• [EXTRACTED RECORDS]
START

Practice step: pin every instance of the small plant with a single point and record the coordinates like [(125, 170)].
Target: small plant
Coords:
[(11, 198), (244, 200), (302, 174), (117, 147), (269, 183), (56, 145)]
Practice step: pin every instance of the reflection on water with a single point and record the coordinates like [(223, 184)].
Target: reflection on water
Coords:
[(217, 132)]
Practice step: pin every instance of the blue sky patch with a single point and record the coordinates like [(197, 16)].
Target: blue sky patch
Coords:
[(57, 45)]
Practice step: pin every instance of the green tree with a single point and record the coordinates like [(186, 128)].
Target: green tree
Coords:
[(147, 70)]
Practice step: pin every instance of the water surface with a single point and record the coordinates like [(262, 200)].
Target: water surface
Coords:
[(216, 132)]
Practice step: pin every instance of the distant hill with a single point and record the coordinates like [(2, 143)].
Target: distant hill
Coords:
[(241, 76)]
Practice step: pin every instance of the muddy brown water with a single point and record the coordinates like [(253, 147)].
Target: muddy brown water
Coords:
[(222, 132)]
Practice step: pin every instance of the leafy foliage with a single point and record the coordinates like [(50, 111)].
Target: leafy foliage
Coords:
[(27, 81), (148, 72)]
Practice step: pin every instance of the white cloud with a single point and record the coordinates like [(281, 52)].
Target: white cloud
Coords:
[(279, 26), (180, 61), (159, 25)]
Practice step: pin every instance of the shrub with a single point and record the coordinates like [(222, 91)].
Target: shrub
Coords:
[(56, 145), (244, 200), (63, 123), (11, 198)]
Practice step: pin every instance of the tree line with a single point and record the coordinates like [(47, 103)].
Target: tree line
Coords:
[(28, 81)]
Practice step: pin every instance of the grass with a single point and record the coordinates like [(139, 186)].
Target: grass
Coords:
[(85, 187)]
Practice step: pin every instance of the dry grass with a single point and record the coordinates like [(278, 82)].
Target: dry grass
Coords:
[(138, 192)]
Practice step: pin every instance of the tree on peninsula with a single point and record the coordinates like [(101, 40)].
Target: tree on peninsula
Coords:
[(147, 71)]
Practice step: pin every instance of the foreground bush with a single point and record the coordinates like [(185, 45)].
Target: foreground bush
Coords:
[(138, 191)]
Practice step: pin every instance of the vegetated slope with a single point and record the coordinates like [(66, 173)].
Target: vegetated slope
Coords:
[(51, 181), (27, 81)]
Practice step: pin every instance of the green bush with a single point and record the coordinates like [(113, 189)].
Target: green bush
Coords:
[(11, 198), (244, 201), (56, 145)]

END

• [SET EXERCISE] Convert the records above into a two-column CSV with the header instruction,coordinates. Give one row for each record, with its text in the first column and its answer in the second. Put each value in a single quoted field and replace line breaks with spaces.

• [EXERCISE SOLUTION]
instruction,coordinates
"Practice step: pin every instance of the small plant with a single point and record the coordinates like [(125, 170)]. Target: small plant Coords:","[(11, 198), (244, 200), (302, 174), (117, 147), (269, 183), (56, 145)]"
"Practice step: pin every instance of the reflection on water with a single point and record the coordinates like [(223, 184)]. Target: reflection on water Coords:","[(217, 132)]"
"Practice step: pin every instance of the blue sky patch with a single point and record the coordinates like [(197, 16)]. Target: blue sky patch Coords:","[(57, 45)]"
"Practice step: pin every instance of the green tree with a single point and record the coordinates like [(186, 128)]. Target: green tree Coords:","[(147, 70)]"
"Practice step: pin every instance of the water surface with a single point and record the coordinates like [(262, 200)]. Target: water surface Coords:","[(216, 132)]"
"Practice step: pin every instance of the distant hill with a single point and record the coordinates like [(2, 143)]. Target: distant hill Coords:","[(241, 76)]"
"Practice step: pin every instance of the muddy brown water with a single point and record the coordinates like [(253, 147)]. Target: muddy brown water Coords:","[(222, 132)]"
"Practice step: pin every instance of the leafy foliage with a single point and record the coordinates like [(50, 111)]. Target: leafy foliage Coords:","[(27, 81), (148, 72)]"
"Practice step: pin every instance of the white cloud with a single point and record the coordinates like [(281, 52)]. Target: white cloud Coords:","[(279, 26), (180, 61), (159, 25)]"
"Practice step: pin every instance of the shrub with a single point and record the coordinates like [(222, 91)]. Target: shrub Coords:","[(56, 145), (244, 200), (63, 123), (11, 198)]"
"Practice step: pin every instance of the tree line with a single point and record the coordinates like [(47, 103)]. Target: tree line Coords:","[(28, 81)]"
"Practice step: pin every instance of the grass with a single point and record the coordinates like [(139, 186)]. Target: grass Coords:","[(85, 187)]"
"Practice step: pin every instance of the dry grass with a single point and record the coordinates like [(278, 82)]. Target: dry grass Coords:","[(138, 192)]"
"Practice step: pin every instance of the tree on peninsula with a single point and record the coordinates like [(101, 40)]. Target: tree on peninsula Coords:","[(147, 71)]"
"Practice step: pin every instance of the foreground bush with a single point and record the coordinates like [(185, 45)]. Target: foreground bush Coords:","[(138, 191)]"
"Practice step: pin every instance of the vegetated slope with a single point and record the coordinates like [(66, 173)]. Target: vegetated slope Coords:","[(51, 181), (27, 81)]"
"Practice step: pin every instance of the green bush with a single point and record the coordinates like [(113, 189)]. Target: green bush Coords:","[(11, 198), (244, 201), (56, 145)]"